- **Requirement**:
Quote exactly the lines from the one with "Sports analytics pipeline — identify the tree on" to the end of the data, both included; omit the pictures.

- **Dataset**:
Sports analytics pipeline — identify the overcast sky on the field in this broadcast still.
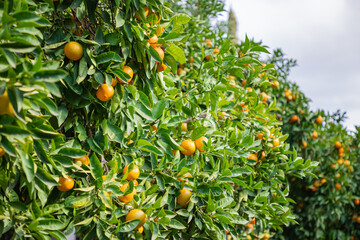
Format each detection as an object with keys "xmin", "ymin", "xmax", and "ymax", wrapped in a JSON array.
[{"xmin": 219, "ymin": 0, "xmax": 360, "ymax": 129}]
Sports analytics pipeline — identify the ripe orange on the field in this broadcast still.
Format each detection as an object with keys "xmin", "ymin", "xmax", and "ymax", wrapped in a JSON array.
[
  {"xmin": 148, "ymin": 35, "xmax": 159, "ymax": 44},
  {"xmin": 180, "ymin": 139, "xmax": 195, "ymax": 156},
  {"xmin": 315, "ymin": 115, "xmax": 322, "ymax": 125},
  {"xmin": 247, "ymin": 153, "xmax": 258, "ymax": 161},
  {"xmin": 74, "ymin": 155, "xmax": 90, "ymax": 166},
  {"xmin": 120, "ymin": 66, "xmax": 134, "ymax": 83},
  {"xmin": 311, "ymin": 131, "xmax": 319, "ymax": 139},
  {"xmin": 205, "ymin": 39, "xmax": 212, "ymax": 47},
  {"xmin": 273, "ymin": 138, "xmax": 280, "ymax": 148},
  {"xmin": 178, "ymin": 172, "xmax": 192, "ymax": 182},
  {"xmin": 289, "ymin": 115, "xmax": 299, "ymax": 123},
  {"xmin": 126, "ymin": 209, "xmax": 146, "ymax": 230},
  {"xmin": 195, "ymin": 137, "xmax": 208, "ymax": 152},
  {"xmin": 0, "ymin": 148, "xmax": 5, "ymax": 157},
  {"xmin": 176, "ymin": 188, "xmax": 191, "ymax": 207},
  {"xmin": 155, "ymin": 47, "xmax": 165, "ymax": 61},
  {"xmin": 56, "ymin": 175, "xmax": 75, "ymax": 192},
  {"xmin": 136, "ymin": 7, "xmax": 149, "ymax": 20},
  {"xmin": 259, "ymin": 92, "xmax": 267, "ymax": 103},
  {"xmin": 118, "ymin": 183, "xmax": 136, "ymax": 203},
  {"xmin": 123, "ymin": 165, "xmax": 140, "ymax": 180},
  {"xmin": 96, "ymin": 84, "xmax": 115, "ymax": 102},
  {"xmin": 64, "ymin": 42, "xmax": 84, "ymax": 61},
  {"xmin": 156, "ymin": 63, "xmax": 167, "ymax": 72},
  {"xmin": 335, "ymin": 141, "xmax": 341, "ymax": 149},
  {"xmin": 176, "ymin": 68, "xmax": 184, "ymax": 76},
  {"xmin": 271, "ymin": 80, "xmax": 280, "ymax": 88},
  {"xmin": 0, "ymin": 91, "xmax": 14, "ymax": 116}
]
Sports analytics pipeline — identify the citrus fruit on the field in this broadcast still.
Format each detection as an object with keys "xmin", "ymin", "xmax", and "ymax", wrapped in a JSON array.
[
  {"xmin": 195, "ymin": 137, "xmax": 208, "ymax": 152},
  {"xmin": 0, "ymin": 148, "xmax": 5, "ymax": 157},
  {"xmin": 315, "ymin": 116, "xmax": 323, "ymax": 125},
  {"xmin": 126, "ymin": 209, "xmax": 146, "ymax": 230},
  {"xmin": 123, "ymin": 165, "xmax": 140, "ymax": 180},
  {"xmin": 74, "ymin": 155, "xmax": 90, "ymax": 166},
  {"xmin": 180, "ymin": 139, "xmax": 195, "ymax": 156},
  {"xmin": 118, "ymin": 183, "xmax": 136, "ymax": 203},
  {"xmin": 64, "ymin": 41, "xmax": 84, "ymax": 61},
  {"xmin": 0, "ymin": 91, "xmax": 14, "ymax": 116},
  {"xmin": 176, "ymin": 188, "xmax": 191, "ymax": 207},
  {"xmin": 57, "ymin": 176, "xmax": 75, "ymax": 192},
  {"xmin": 96, "ymin": 84, "xmax": 115, "ymax": 102}
]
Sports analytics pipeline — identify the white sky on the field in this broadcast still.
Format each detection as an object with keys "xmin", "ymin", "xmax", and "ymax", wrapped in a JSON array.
[{"xmin": 222, "ymin": 0, "xmax": 360, "ymax": 129}]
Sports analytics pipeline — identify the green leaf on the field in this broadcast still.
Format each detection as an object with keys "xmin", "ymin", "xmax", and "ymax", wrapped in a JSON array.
[
  {"xmin": 31, "ymin": 70, "xmax": 67, "ymax": 82},
  {"xmin": 90, "ymin": 154, "xmax": 104, "ymax": 179},
  {"xmin": 166, "ymin": 43, "xmax": 186, "ymax": 64}
]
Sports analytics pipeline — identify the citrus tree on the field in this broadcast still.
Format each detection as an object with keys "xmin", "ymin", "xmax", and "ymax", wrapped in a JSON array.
[
  {"xmin": 265, "ymin": 50, "xmax": 360, "ymax": 239},
  {"xmin": 0, "ymin": 0, "xmax": 313, "ymax": 239}
]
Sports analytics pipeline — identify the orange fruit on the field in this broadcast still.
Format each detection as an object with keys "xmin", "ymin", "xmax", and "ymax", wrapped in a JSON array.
[
  {"xmin": 259, "ymin": 92, "xmax": 267, "ymax": 103},
  {"xmin": 247, "ymin": 153, "xmax": 258, "ymax": 161},
  {"xmin": 176, "ymin": 188, "xmax": 191, "ymax": 207},
  {"xmin": 335, "ymin": 141, "xmax": 341, "ymax": 149},
  {"xmin": 271, "ymin": 80, "xmax": 280, "ymax": 88},
  {"xmin": 74, "ymin": 154, "xmax": 90, "ymax": 166},
  {"xmin": 118, "ymin": 183, "xmax": 136, "ymax": 203},
  {"xmin": 156, "ymin": 63, "xmax": 167, "ymax": 72},
  {"xmin": 315, "ymin": 116, "xmax": 323, "ymax": 125},
  {"xmin": 155, "ymin": 47, "xmax": 165, "ymax": 61},
  {"xmin": 311, "ymin": 131, "xmax": 319, "ymax": 139},
  {"xmin": 180, "ymin": 139, "xmax": 195, "ymax": 156},
  {"xmin": 96, "ymin": 84, "xmax": 115, "ymax": 102},
  {"xmin": 111, "ymin": 78, "xmax": 118, "ymax": 87},
  {"xmin": 136, "ymin": 7, "xmax": 149, "ymax": 20},
  {"xmin": 123, "ymin": 165, "xmax": 140, "ymax": 180},
  {"xmin": 195, "ymin": 137, "xmax": 208, "ymax": 152},
  {"xmin": 0, "ymin": 148, "xmax": 5, "ymax": 157},
  {"xmin": 176, "ymin": 68, "xmax": 184, "ymax": 76},
  {"xmin": 205, "ymin": 39, "xmax": 212, "ymax": 47},
  {"xmin": 148, "ymin": 35, "xmax": 159, "ymax": 46},
  {"xmin": 126, "ymin": 209, "xmax": 146, "ymax": 230},
  {"xmin": 273, "ymin": 138, "xmax": 280, "ymax": 148},
  {"xmin": 0, "ymin": 91, "xmax": 14, "ymax": 116},
  {"xmin": 64, "ymin": 41, "xmax": 84, "ymax": 61},
  {"xmin": 289, "ymin": 115, "xmax": 299, "ymax": 123},
  {"xmin": 344, "ymin": 160, "xmax": 350, "ymax": 167},
  {"xmin": 337, "ymin": 158, "xmax": 344, "ymax": 165},
  {"xmin": 120, "ymin": 66, "xmax": 134, "ymax": 83},
  {"xmin": 56, "ymin": 175, "xmax": 75, "ymax": 192},
  {"xmin": 178, "ymin": 172, "xmax": 192, "ymax": 182},
  {"xmin": 263, "ymin": 233, "xmax": 270, "ymax": 239}
]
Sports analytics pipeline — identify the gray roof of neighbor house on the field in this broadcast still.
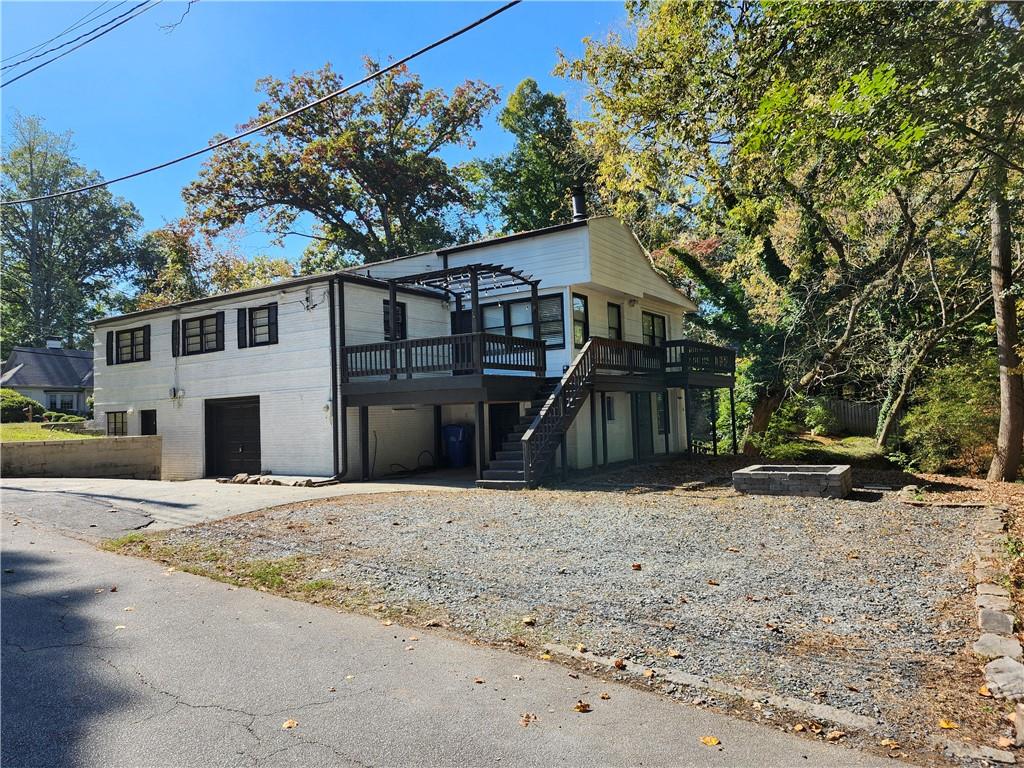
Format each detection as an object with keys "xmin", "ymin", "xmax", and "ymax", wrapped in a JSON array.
[{"xmin": 0, "ymin": 347, "xmax": 92, "ymax": 389}]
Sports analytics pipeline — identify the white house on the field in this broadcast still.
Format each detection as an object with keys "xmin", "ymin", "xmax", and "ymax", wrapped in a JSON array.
[{"xmin": 94, "ymin": 211, "xmax": 734, "ymax": 486}]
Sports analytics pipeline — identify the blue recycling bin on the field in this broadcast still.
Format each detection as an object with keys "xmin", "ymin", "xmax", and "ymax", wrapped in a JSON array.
[{"xmin": 441, "ymin": 424, "xmax": 473, "ymax": 467}]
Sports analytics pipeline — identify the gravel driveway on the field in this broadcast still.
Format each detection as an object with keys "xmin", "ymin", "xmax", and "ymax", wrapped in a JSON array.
[{"xmin": 149, "ymin": 488, "xmax": 972, "ymax": 749}]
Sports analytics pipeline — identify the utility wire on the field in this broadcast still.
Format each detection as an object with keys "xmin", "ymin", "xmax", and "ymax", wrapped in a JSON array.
[
  {"xmin": 0, "ymin": 0, "xmax": 522, "ymax": 206},
  {"xmin": 0, "ymin": 0, "xmax": 150, "ymax": 70},
  {"xmin": 0, "ymin": 0, "xmax": 162, "ymax": 88},
  {"xmin": 0, "ymin": 0, "xmax": 128, "ymax": 61}
]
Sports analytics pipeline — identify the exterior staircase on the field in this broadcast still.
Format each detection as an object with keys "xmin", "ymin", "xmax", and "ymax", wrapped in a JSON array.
[{"xmin": 476, "ymin": 379, "xmax": 558, "ymax": 490}]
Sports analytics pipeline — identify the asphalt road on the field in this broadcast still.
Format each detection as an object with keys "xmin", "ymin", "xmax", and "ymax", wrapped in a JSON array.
[{"xmin": 0, "ymin": 511, "xmax": 892, "ymax": 768}]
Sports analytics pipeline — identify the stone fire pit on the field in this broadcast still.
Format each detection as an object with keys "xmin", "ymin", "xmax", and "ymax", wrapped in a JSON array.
[{"xmin": 732, "ymin": 464, "xmax": 853, "ymax": 499}]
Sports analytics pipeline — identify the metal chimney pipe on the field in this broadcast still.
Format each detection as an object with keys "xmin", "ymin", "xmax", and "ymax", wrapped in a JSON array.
[{"xmin": 572, "ymin": 186, "xmax": 587, "ymax": 221}]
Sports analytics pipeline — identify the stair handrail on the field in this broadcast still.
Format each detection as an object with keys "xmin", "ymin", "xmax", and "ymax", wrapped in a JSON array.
[{"xmin": 521, "ymin": 338, "xmax": 599, "ymax": 486}]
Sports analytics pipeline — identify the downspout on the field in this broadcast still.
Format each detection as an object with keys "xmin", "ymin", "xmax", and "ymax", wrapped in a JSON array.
[{"xmin": 313, "ymin": 278, "xmax": 348, "ymax": 487}]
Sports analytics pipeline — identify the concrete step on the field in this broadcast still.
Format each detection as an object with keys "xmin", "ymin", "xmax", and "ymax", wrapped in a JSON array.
[
  {"xmin": 476, "ymin": 480, "xmax": 526, "ymax": 490},
  {"xmin": 483, "ymin": 466, "xmax": 526, "ymax": 480},
  {"xmin": 486, "ymin": 454, "xmax": 522, "ymax": 472}
]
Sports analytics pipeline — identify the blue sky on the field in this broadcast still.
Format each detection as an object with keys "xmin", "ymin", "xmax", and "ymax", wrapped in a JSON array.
[{"xmin": 0, "ymin": 0, "xmax": 625, "ymax": 259}]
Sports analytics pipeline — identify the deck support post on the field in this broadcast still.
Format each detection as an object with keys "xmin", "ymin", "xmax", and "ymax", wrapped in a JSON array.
[
  {"xmin": 387, "ymin": 280, "xmax": 398, "ymax": 381},
  {"xmin": 473, "ymin": 403, "xmax": 487, "ymax": 480},
  {"xmin": 590, "ymin": 386, "xmax": 597, "ymax": 469},
  {"xmin": 359, "ymin": 406, "xmax": 370, "ymax": 480},
  {"xmin": 729, "ymin": 387, "xmax": 739, "ymax": 456},
  {"xmin": 598, "ymin": 392, "xmax": 608, "ymax": 467}
]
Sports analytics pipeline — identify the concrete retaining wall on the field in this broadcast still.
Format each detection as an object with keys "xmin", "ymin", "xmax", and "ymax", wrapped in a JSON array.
[{"xmin": 0, "ymin": 435, "xmax": 163, "ymax": 480}]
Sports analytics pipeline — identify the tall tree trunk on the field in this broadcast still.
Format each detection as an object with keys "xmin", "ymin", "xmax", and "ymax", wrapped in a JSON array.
[
  {"xmin": 988, "ymin": 158, "xmax": 1024, "ymax": 481},
  {"xmin": 743, "ymin": 389, "xmax": 785, "ymax": 456}
]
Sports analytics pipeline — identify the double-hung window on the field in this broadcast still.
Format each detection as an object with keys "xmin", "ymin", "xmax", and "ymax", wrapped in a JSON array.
[
  {"xmin": 641, "ymin": 312, "xmax": 666, "ymax": 347},
  {"xmin": 384, "ymin": 299, "xmax": 409, "ymax": 341},
  {"xmin": 608, "ymin": 302, "xmax": 623, "ymax": 341},
  {"xmin": 106, "ymin": 411, "xmax": 128, "ymax": 436},
  {"xmin": 114, "ymin": 326, "xmax": 150, "ymax": 364},
  {"xmin": 181, "ymin": 312, "xmax": 224, "ymax": 354}
]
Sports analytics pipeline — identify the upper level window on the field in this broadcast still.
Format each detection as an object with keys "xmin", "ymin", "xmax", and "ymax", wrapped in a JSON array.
[
  {"xmin": 572, "ymin": 293, "xmax": 590, "ymax": 347},
  {"xmin": 106, "ymin": 411, "xmax": 128, "ymax": 435},
  {"xmin": 608, "ymin": 302, "xmax": 623, "ymax": 341},
  {"xmin": 116, "ymin": 326, "xmax": 150, "ymax": 364},
  {"xmin": 181, "ymin": 312, "xmax": 224, "ymax": 354},
  {"xmin": 642, "ymin": 312, "xmax": 667, "ymax": 347},
  {"xmin": 249, "ymin": 304, "xmax": 278, "ymax": 347},
  {"xmin": 384, "ymin": 299, "xmax": 409, "ymax": 341}
]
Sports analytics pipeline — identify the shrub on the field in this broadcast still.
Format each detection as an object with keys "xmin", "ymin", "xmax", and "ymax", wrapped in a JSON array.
[
  {"xmin": 900, "ymin": 355, "xmax": 999, "ymax": 474},
  {"xmin": 0, "ymin": 389, "xmax": 45, "ymax": 424}
]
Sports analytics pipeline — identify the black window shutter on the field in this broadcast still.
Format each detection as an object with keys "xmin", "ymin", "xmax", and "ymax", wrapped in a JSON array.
[
  {"xmin": 171, "ymin": 321, "xmax": 181, "ymax": 357},
  {"xmin": 234, "ymin": 309, "xmax": 249, "ymax": 349},
  {"xmin": 216, "ymin": 312, "xmax": 224, "ymax": 351},
  {"xmin": 266, "ymin": 304, "xmax": 278, "ymax": 344}
]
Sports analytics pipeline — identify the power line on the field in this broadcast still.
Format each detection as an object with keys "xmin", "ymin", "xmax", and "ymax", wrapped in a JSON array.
[
  {"xmin": 0, "ymin": 0, "xmax": 150, "ymax": 70},
  {"xmin": 0, "ymin": 0, "xmax": 162, "ymax": 88},
  {"xmin": 0, "ymin": 0, "xmax": 522, "ymax": 206},
  {"xmin": 0, "ymin": 0, "xmax": 128, "ymax": 61}
]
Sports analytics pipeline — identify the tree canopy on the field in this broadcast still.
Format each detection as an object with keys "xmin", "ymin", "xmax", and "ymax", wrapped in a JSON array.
[{"xmin": 183, "ymin": 58, "xmax": 498, "ymax": 267}]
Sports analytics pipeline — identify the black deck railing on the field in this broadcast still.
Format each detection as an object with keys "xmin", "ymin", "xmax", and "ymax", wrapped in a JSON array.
[
  {"xmin": 665, "ymin": 339, "xmax": 736, "ymax": 376},
  {"xmin": 341, "ymin": 333, "xmax": 547, "ymax": 382}
]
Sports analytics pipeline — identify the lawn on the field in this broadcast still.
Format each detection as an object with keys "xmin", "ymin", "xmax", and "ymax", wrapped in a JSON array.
[{"xmin": 0, "ymin": 423, "xmax": 97, "ymax": 442}]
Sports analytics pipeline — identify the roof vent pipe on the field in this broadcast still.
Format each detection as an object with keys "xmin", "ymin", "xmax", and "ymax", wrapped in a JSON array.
[{"xmin": 572, "ymin": 186, "xmax": 587, "ymax": 221}]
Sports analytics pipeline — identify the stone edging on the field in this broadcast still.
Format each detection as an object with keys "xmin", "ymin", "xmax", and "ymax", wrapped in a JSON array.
[{"xmin": 962, "ymin": 507, "xmax": 1024, "ymax": 764}]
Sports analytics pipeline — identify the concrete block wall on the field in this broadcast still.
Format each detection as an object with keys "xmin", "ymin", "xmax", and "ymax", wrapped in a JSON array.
[{"xmin": 0, "ymin": 435, "xmax": 162, "ymax": 480}]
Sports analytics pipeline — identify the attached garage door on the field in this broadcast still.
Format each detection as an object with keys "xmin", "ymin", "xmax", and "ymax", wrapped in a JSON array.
[{"xmin": 206, "ymin": 397, "xmax": 261, "ymax": 477}]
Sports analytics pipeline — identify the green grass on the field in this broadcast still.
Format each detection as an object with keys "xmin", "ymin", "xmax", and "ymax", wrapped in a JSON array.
[
  {"xmin": 767, "ymin": 435, "xmax": 892, "ymax": 469},
  {"xmin": 0, "ymin": 422, "xmax": 98, "ymax": 442}
]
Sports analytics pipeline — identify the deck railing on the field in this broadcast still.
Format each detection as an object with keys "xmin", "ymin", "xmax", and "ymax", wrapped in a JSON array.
[
  {"xmin": 341, "ymin": 333, "xmax": 547, "ymax": 382},
  {"xmin": 664, "ymin": 339, "xmax": 736, "ymax": 376}
]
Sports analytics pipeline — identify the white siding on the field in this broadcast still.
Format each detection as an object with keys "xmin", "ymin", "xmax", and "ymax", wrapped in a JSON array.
[{"xmin": 94, "ymin": 283, "xmax": 333, "ymax": 479}]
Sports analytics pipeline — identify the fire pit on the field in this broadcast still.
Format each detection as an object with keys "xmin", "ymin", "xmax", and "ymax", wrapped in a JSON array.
[{"xmin": 732, "ymin": 464, "xmax": 853, "ymax": 499}]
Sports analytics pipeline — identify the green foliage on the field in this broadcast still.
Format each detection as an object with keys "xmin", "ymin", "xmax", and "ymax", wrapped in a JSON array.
[
  {"xmin": 474, "ymin": 78, "xmax": 594, "ymax": 232},
  {"xmin": 189, "ymin": 58, "xmax": 498, "ymax": 271},
  {"xmin": 901, "ymin": 355, "xmax": 999, "ymax": 473},
  {"xmin": 0, "ymin": 116, "xmax": 141, "ymax": 357},
  {"xmin": 0, "ymin": 388, "xmax": 45, "ymax": 423}
]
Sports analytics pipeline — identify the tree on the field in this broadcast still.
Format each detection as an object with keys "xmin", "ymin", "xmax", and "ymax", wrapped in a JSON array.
[
  {"xmin": 475, "ymin": 78, "xmax": 594, "ymax": 232},
  {"xmin": 130, "ymin": 217, "xmax": 295, "ymax": 309},
  {"xmin": 0, "ymin": 116, "xmax": 141, "ymax": 355},
  {"xmin": 562, "ymin": 2, "xmax": 1020, "ymax": 468},
  {"xmin": 183, "ymin": 58, "xmax": 498, "ymax": 262}
]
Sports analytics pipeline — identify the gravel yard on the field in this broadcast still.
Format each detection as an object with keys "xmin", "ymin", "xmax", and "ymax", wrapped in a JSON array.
[{"xmin": 142, "ymin": 487, "xmax": 977, "ymax": 753}]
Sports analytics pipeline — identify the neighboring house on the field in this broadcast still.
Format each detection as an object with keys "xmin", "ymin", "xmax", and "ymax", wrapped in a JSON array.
[
  {"xmin": 0, "ymin": 337, "xmax": 92, "ymax": 414},
  {"xmin": 95, "ymin": 208, "xmax": 735, "ymax": 486}
]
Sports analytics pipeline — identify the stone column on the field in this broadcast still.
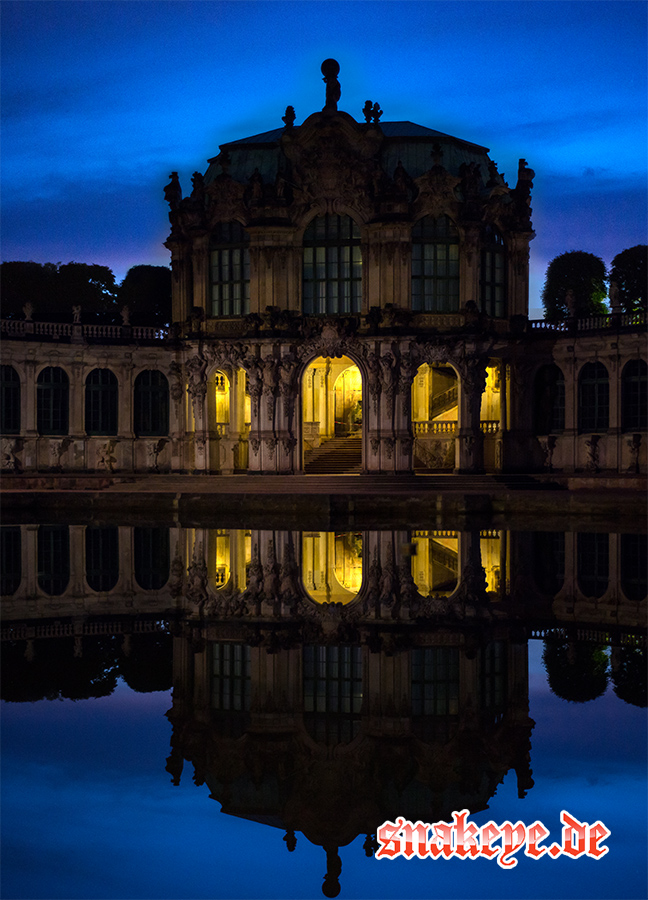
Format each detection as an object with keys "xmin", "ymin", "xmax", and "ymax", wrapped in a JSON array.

- **Result of the task**:
Sports analytics pipeline — identify the tree on the field in this broadcast still.
Format each detection as an object with keys "xmin", "ymin", "xmax", and "ymax", wrapped in a JSON array.
[
  {"xmin": 475, "ymin": 78, "xmax": 594, "ymax": 232},
  {"xmin": 130, "ymin": 217, "xmax": 295, "ymax": 309},
  {"xmin": 0, "ymin": 116, "xmax": 141, "ymax": 355},
  {"xmin": 562, "ymin": 2, "xmax": 1020, "ymax": 468},
  {"xmin": 183, "ymin": 58, "xmax": 498, "ymax": 262}
]
Sports analytics pipeline — identify the gravel yard on the field in this broadcast still.
Format each detection as an object with keys "xmin", "ymin", "xmax", and "ymax", wrapped in a JSON array.
[{"xmin": 142, "ymin": 487, "xmax": 977, "ymax": 753}]
Sports analytics pipeline — identify the neighboring house on the field in this broadcast still.
Format each detection as an object with keys "xmin", "ymin", "xmax", and "ymax", wrapped in a JSON array.
[
  {"xmin": 0, "ymin": 337, "xmax": 92, "ymax": 414},
  {"xmin": 95, "ymin": 208, "xmax": 735, "ymax": 486}
]
Sports analytics pipeline — identify the stone column on the field in this broadcast still.
Format each detection as an object with keys "xmin", "ymin", "xmax", and "ymax", wrapped in a JSON array.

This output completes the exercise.